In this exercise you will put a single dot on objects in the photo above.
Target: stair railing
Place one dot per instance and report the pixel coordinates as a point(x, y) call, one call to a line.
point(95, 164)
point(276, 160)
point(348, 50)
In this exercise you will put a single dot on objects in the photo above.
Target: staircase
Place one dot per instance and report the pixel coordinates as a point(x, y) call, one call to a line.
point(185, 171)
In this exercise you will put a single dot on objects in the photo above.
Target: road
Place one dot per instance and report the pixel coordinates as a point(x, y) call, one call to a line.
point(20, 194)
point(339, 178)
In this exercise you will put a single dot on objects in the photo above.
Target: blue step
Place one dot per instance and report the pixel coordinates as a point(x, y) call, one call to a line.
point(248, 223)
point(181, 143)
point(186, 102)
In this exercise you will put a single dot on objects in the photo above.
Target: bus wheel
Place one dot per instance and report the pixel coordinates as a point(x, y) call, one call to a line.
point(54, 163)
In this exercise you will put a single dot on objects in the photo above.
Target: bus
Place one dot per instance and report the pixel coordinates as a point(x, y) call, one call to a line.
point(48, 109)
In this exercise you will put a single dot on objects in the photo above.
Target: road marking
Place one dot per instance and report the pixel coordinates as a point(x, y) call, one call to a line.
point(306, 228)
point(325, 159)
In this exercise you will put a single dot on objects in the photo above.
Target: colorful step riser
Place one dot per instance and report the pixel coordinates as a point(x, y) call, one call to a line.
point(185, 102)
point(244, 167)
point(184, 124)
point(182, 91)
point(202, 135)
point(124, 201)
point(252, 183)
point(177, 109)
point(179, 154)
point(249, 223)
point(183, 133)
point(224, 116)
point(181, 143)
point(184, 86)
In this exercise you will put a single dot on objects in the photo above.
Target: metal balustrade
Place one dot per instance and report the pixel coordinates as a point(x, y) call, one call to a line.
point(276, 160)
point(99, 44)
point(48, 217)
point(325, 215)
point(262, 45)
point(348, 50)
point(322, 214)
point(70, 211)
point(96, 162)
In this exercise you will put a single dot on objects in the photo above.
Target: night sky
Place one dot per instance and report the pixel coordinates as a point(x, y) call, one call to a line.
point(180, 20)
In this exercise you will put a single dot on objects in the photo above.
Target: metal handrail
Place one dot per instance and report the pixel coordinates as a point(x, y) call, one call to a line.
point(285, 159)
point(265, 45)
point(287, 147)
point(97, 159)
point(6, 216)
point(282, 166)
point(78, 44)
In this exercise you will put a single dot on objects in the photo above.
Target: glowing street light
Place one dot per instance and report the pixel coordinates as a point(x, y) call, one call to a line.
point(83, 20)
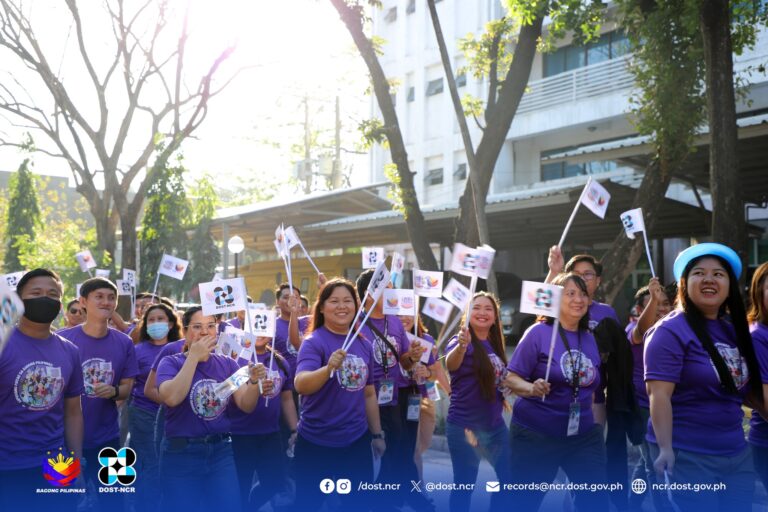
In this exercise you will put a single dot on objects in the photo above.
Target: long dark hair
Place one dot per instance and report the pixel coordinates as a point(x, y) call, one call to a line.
point(561, 280)
point(481, 363)
point(318, 319)
point(174, 333)
point(733, 305)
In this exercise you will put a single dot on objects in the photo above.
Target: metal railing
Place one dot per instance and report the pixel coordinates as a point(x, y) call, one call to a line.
point(585, 82)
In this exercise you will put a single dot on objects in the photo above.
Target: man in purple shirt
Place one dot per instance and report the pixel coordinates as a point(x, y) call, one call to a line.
point(108, 366)
point(40, 387)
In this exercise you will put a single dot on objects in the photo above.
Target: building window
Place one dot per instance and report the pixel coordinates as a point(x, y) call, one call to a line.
point(460, 173)
point(435, 87)
point(610, 46)
point(434, 177)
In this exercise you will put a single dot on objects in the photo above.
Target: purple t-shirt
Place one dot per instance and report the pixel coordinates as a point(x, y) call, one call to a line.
point(35, 378)
point(468, 408)
point(758, 428)
point(265, 419)
point(705, 418)
point(146, 353)
point(386, 364)
point(529, 361)
point(284, 347)
point(107, 360)
point(641, 395)
point(201, 413)
point(335, 415)
point(169, 349)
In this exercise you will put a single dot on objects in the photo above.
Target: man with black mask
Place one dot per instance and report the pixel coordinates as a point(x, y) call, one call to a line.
point(40, 386)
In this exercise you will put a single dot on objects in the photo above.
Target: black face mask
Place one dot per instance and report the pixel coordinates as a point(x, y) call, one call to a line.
point(42, 310)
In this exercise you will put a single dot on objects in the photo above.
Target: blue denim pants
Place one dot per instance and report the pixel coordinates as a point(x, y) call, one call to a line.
point(199, 477)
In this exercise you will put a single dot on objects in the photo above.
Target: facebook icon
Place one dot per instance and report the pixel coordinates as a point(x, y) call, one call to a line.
point(327, 486)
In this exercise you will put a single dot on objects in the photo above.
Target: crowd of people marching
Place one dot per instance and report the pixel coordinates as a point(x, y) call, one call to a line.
point(674, 382)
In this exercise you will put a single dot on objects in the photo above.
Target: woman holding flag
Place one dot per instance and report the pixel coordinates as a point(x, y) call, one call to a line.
point(474, 427)
point(700, 367)
point(552, 422)
point(340, 417)
point(197, 464)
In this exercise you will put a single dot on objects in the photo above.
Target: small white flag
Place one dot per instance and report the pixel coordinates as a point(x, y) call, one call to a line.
point(224, 296)
point(427, 284)
point(12, 309)
point(123, 287)
point(398, 302)
point(86, 261)
point(633, 222)
point(372, 256)
point(438, 309)
point(457, 294)
point(540, 299)
point(129, 276)
point(464, 260)
point(12, 279)
point(174, 267)
point(596, 198)
point(263, 322)
point(485, 255)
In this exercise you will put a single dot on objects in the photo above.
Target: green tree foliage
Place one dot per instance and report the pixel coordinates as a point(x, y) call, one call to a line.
point(164, 227)
point(23, 216)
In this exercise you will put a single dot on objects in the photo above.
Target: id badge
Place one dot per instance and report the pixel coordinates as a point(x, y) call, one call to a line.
point(414, 406)
point(386, 391)
point(574, 413)
point(432, 392)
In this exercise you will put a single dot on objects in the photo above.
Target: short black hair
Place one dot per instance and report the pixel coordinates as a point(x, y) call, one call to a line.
point(363, 280)
point(584, 257)
point(38, 272)
point(96, 283)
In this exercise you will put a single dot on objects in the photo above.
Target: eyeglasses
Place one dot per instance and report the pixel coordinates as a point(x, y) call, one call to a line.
point(587, 276)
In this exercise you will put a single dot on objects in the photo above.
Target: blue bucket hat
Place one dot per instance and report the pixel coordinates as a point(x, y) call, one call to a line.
point(707, 249)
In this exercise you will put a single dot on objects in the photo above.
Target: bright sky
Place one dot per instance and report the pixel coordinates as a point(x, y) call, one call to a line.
point(288, 49)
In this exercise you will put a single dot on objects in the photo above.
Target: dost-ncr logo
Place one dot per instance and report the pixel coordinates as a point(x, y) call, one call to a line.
point(117, 467)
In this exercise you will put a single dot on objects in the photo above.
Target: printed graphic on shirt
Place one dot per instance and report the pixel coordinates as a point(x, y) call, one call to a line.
point(38, 385)
point(736, 364)
point(380, 347)
point(587, 370)
point(95, 371)
point(204, 402)
point(353, 373)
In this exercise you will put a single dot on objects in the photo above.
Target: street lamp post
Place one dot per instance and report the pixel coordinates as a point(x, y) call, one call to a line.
point(235, 246)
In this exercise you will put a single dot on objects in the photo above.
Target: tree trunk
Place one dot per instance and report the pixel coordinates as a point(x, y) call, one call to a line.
point(352, 16)
point(728, 222)
point(624, 253)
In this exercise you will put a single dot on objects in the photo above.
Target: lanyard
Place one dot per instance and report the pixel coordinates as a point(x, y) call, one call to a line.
point(575, 365)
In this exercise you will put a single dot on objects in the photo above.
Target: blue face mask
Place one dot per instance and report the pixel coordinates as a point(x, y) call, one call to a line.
point(158, 330)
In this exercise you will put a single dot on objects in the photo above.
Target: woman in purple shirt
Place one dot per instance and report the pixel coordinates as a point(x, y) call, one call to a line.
point(474, 427)
point(757, 315)
point(197, 465)
point(699, 370)
point(552, 422)
point(158, 326)
point(339, 421)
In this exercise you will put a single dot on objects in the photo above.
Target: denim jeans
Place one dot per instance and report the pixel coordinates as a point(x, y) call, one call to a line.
point(199, 477)
point(141, 425)
point(736, 473)
point(467, 447)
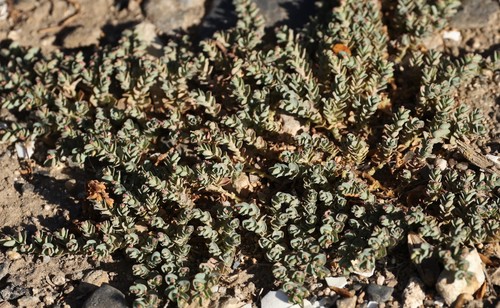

···

§ TASK DIRECTIONS
How many lines in the records above contain the string "purple", with case counting? Reply with the number only.

§ ANSWER TO THIS EXERCISE
3